### WHAT THE TASK REQUIRES
Find every line in the listing below that contains the word "player", and copy each of those lines.

═══ DATA ROWS

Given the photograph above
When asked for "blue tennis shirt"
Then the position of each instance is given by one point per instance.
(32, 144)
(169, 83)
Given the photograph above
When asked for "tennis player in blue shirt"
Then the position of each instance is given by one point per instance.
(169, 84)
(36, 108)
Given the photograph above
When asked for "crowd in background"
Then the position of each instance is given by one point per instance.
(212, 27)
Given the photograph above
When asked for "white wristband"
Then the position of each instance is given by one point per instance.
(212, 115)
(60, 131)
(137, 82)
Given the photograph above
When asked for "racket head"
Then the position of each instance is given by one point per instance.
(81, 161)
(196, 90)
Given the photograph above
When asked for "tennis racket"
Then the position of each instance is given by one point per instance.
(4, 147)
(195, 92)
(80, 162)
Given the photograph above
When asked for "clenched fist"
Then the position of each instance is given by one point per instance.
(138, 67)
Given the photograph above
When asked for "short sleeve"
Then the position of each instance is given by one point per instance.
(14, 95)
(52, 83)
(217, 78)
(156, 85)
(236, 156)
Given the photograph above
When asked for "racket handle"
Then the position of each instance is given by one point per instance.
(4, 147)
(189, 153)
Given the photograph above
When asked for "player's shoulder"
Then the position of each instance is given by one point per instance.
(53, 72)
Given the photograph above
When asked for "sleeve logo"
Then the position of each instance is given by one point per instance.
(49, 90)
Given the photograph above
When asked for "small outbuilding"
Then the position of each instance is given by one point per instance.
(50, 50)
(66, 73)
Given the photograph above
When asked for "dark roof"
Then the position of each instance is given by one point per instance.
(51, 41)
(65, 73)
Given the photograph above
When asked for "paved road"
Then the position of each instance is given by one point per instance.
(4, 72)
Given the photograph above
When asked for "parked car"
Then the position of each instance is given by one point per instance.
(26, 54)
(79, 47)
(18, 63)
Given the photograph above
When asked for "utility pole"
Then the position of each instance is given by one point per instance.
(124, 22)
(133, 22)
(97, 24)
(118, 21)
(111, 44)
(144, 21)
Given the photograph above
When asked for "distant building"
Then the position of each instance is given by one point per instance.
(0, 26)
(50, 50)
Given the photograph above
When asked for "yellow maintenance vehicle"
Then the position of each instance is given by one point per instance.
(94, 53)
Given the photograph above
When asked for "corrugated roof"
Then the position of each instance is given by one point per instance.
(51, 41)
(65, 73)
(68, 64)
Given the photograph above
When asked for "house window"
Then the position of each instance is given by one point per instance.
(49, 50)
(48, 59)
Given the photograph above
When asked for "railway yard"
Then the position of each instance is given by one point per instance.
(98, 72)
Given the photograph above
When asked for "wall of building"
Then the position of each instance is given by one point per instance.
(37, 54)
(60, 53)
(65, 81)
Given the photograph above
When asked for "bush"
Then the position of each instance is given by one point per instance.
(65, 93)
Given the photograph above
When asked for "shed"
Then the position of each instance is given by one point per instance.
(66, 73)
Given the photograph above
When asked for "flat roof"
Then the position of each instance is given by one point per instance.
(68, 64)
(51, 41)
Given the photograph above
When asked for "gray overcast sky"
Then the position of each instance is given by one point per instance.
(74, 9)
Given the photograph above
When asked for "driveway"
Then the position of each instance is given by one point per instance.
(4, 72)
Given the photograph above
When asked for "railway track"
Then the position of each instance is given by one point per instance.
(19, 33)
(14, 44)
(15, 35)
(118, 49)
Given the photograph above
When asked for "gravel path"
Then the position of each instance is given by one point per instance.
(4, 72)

══════
═══ DATA ROWS

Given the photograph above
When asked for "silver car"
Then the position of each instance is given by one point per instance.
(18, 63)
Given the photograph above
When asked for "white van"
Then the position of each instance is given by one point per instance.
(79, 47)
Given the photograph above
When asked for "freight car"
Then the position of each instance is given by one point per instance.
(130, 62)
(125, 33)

══════

### WORKED SOLUTION
When asked for "tennis player in blue shirt"
When asked for "player's shoulder"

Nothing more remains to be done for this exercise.